**YOUR TASK:** The listing that follows should be copied in full and exactly, with no pictures.
[Start of Attachment]
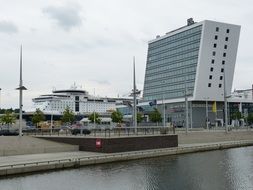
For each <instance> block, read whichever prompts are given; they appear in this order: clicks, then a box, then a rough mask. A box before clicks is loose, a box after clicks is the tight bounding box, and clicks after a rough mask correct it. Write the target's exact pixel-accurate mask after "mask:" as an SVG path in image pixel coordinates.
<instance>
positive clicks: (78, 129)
mask: <svg viewBox="0 0 253 190" xmlns="http://www.w3.org/2000/svg"><path fill="white" fill-rule="evenodd" d="M82 130H83V134H84V135H89V134H90V133H91V131H90V130H89V129H82ZM71 134H72V135H77V134H81V129H80V128H74V129H72V130H71Z"/></svg>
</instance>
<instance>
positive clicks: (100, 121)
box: [88, 112, 101, 124]
mask: <svg viewBox="0 0 253 190" xmlns="http://www.w3.org/2000/svg"><path fill="white" fill-rule="evenodd" d="M94 116H95V117H94ZM99 117H100V116H99V114H98V113H96V112H95V113H94V112H93V113H92V114H90V115H89V118H88V119H89V120H90V121H91V122H94V118H95V122H96V123H97V124H99V123H101V119H100V118H99Z"/></svg>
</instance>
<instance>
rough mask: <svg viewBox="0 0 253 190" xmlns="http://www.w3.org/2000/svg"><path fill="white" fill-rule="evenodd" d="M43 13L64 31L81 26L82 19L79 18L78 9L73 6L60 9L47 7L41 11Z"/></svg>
mask: <svg viewBox="0 0 253 190" xmlns="http://www.w3.org/2000/svg"><path fill="white" fill-rule="evenodd" d="M43 13H44V14H46V15H48V16H49V18H51V19H53V20H55V21H56V23H57V24H58V25H59V26H60V27H61V28H63V29H64V30H66V31H69V30H70V29H72V28H74V27H77V26H81V25H82V18H81V16H80V8H79V7H78V6H74V5H65V6H60V7H55V6H49V7H46V8H44V9H43Z"/></svg>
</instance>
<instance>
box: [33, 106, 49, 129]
mask: <svg viewBox="0 0 253 190" xmlns="http://www.w3.org/2000/svg"><path fill="white" fill-rule="evenodd" d="M45 119H46V118H45V116H44V114H43V112H42V111H41V110H40V109H39V108H37V109H36V111H35V113H34V114H33V116H32V122H33V124H34V125H36V126H37V125H38V123H39V122H41V121H44V120H45Z"/></svg>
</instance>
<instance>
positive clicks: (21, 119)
mask: <svg viewBox="0 0 253 190" xmlns="http://www.w3.org/2000/svg"><path fill="white" fill-rule="evenodd" d="M16 90H19V136H22V107H23V103H22V100H23V90H27V89H26V87H24V86H23V80H22V45H21V47H20V71H19V87H18V88H16Z"/></svg>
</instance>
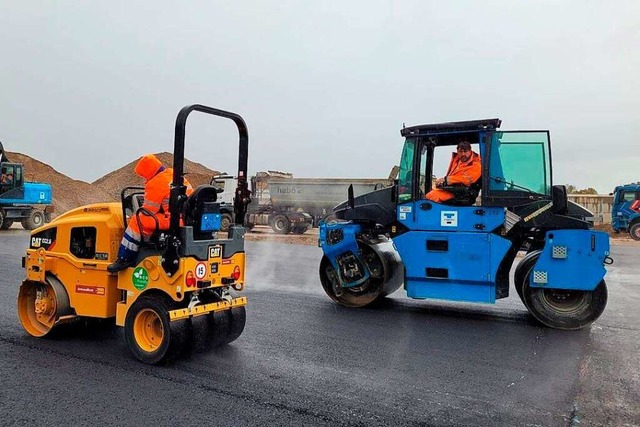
[End of Attachment]
**TASK ANSWER:**
For each <instance> block, read whichever prompts are given; they appear in this order: clicks, then a box, then a rough mask. A box before clicks is loose, a box after clicks is the tight bounding box, and clicks after a rough mask correct it. Write the target's exact pixel-accurate mask after "mask:" as an SVG path in image pixel coordinates.
<instance>
positive clicks: (78, 129)
mask: <svg viewBox="0 0 253 190" xmlns="http://www.w3.org/2000/svg"><path fill="white" fill-rule="evenodd" d="M82 130H83V134H84V135H89V134H90V133H91V131H90V130H89V129H82ZM71 134H72V135H77V134H81V129H80V128H74V129H72V130H71Z"/></svg>
</instance>
<instance>
positive clicks: (100, 121)
box: [88, 112, 101, 124]
mask: <svg viewBox="0 0 253 190" xmlns="http://www.w3.org/2000/svg"><path fill="white" fill-rule="evenodd" d="M94 116H95V117H94ZM99 117H100V116H99V114H98V113H96V112H95V113H94V112H93V113H92V114H90V115H89V118H88V119H89V120H90V121H91V122H94V118H95V122H96V123H97V124H99V123H101V119H100V118H99Z"/></svg>
</instance>
<instance>
rough mask: <svg viewBox="0 0 253 190" xmlns="http://www.w3.org/2000/svg"><path fill="white" fill-rule="evenodd" d="M43 13L64 31L81 26L82 19L79 18L78 9L73 6L60 9L47 7L41 11Z"/></svg>
mask: <svg viewBox="0 0 253 190" xmlns="http://www.w3.org/2000/svg"><path fill="white" fill-rule="evenodd" d="M43 13H44V14H46V15H48V16H49V18H51V19H53V20H55V21H56V23H57V24H58V25H59V26H60V27H61V28H63V29H64V30H66V31H69V30H70V29H72V28H74V27H77V26H81V25H82V18H81V16H80V8H79V7H78V6H74V5H65V6H60V7H55V6H49V7H46V8H44V9H43Z"/></svg>
</instance>
<instance>
box: [33, 106, 49, 129]
mask: <svg viewBox="0 0 253 190" xmlns="http://www.w3.org/2000/svg"><path fill="white" fill-rule="evenodd" d="M45 119H46V118H45V116H44V114H43V112H42V111H41V110H40V109H39V108H37V109H36V111H35V113H34V114H33V116H32V122H33V124H34V125H36V126H37V125H38V123H39V122H41V121H44V120H45Z"/></svg>
</instance>
<instance>
positive clicks: (21, 119)
mask: <svg viewBox="0 0 253 190" xmlns="http://www.w3.org/2000/svg"><path fill="white" fill-rule="evenodd" d="M16 90H19V136H22V107H23V103H22V100H23V90H27V89H26V87H24V86H23V80H22V45H21V47H20V71H19V87H18V88H16Z"/></svg>
</instance>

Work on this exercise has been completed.